▸ TUGAS:
1/ Ringkaslah teks bacaan tentang Permendikbud Ristek No 30 tahun 2021 dalam dua kalimat.
2/ Salin kembali seluruh baris pada semua entri beserta perintahnya, lalu skalakan setiap angka koordinat kotak pembatas dalam jawaban dengan faktor 0,25 dan bulatkan ke bilangan bulat (nilai setengah dibulatkan ke atas). Hilangkan gambar dari jawaban.

▸ TEKS BACAAN:
Permendikbud Ristek No 30 tahun 2021 berisi legitimasi melakukan seks bebas alias ‘kumpul kebo’.
“Menteri Nadiem Makarim membolehkan ‘kumpul kebo’ dengan dikeluarkannya Permendikbud Ristek No 30 tahun 2021,” kata aktivis Mujahid 212 Damai Hari Lubis kepada www.suaranasional.com, Kamis (4/11/2021). “Dalam Permendikbud Ristek itu disebutkan kekerasan seksual jika memperlihatkan alat kelamin tanpa ijin. Kalau ijin atau suka sama suka tidak dikenai kekerasan seksual. Ini pintu masuk zina,” ungkapnya.
Kata Damai, Permendikbud Ristek No 30 tahun 2021 bagian liberalisme pendidikan di Indonesia. “Sangat jelas bertentangan Pancasila dan Syariah Islam,” jelas Damai.
Anak hasil dari perzinaan, kata Damai tidak memiliki hak waris dan perwalian. “Belum lagi masalah moral bagi pelajar, mahasiswa dan generasi muda bisa hancur akibat Permendikbud Ristek No 30 tahun 2021,” ungkapnya.

▸ DATA YANG DITAMPILKAN:
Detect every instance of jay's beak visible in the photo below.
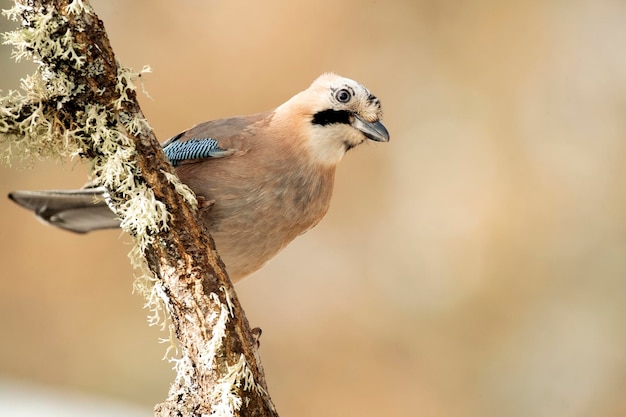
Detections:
[352,115,389,142]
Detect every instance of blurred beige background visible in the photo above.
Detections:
[0,0,626,417]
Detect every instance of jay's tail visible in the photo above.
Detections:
[9,188,120,233]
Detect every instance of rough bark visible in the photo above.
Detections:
[0,0,277,416]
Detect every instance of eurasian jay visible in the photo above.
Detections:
[9,73,389,281]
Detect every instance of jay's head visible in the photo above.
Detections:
[276,73,389,165]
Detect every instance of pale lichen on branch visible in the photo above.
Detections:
[0,0,276,416]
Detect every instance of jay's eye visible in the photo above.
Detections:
[335,88,352,103]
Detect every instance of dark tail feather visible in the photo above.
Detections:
[9,188,120,233]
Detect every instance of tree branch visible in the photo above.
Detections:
[0,0,277,416]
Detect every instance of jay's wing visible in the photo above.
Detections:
[162,112,269,166]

▸ KUNCI JAWABAN:
1/ Aktivis Mujahid 212 Damai Hari Lubis menyatakan bahwa Permendikbud Ristek No 30 tahun 2021 membolehkan "kumpul kebo", karena menurutnya perbuatan yang dilakukan dengan izin atau suka sama suka tidak dikenai kekerasan seksual sehingga peraturan itu menjadi pintu masuk zina. Ia juga menyebut peraturan tersebut sebagai bagian dari liberalisme pendidikan yang bertentangan dengan Pancasila dan Syariah Islam serta dapat menghancurkan moral pelajar, mahasiswa, dan generasi muda.

2/
Detect every instance of jay's beak visible in the photo below.
Detections:
[88,29,97,36]
Detect every instance of blurred beige background visible in the photo above.
Detections:
[0,0,157,104]
Detect every instance of jay's tail visible in the photo above.
Detections:
[2,47,30,58]
Detect every instance of rough bark visible in the photo above.
Detections:
[0,0,69,104]
Detect every instance of eurasian jay visible in the photo above.
Detections:
[2,18,97,70]
Detect every instance of jay's head visible in the photo above.
Detections:
[69,18,97,41]
Detect every instance of pale lichen on branch visible in the photo above.
Detections:
[0,0,69,104]
Detect every instance of jay's eye visible in the photo above.
Detections:
[84,22,88,26]
Detect every instance of dark tail feather visible in the photo above.
Detections:
[2,47,30,58]
Detect every instance of tree branch visible in the photo above.
Detections:
[0,0,69,104]
Detect every instance of jay's wing visible in the photo above.
Detections:
[41,28,67,42]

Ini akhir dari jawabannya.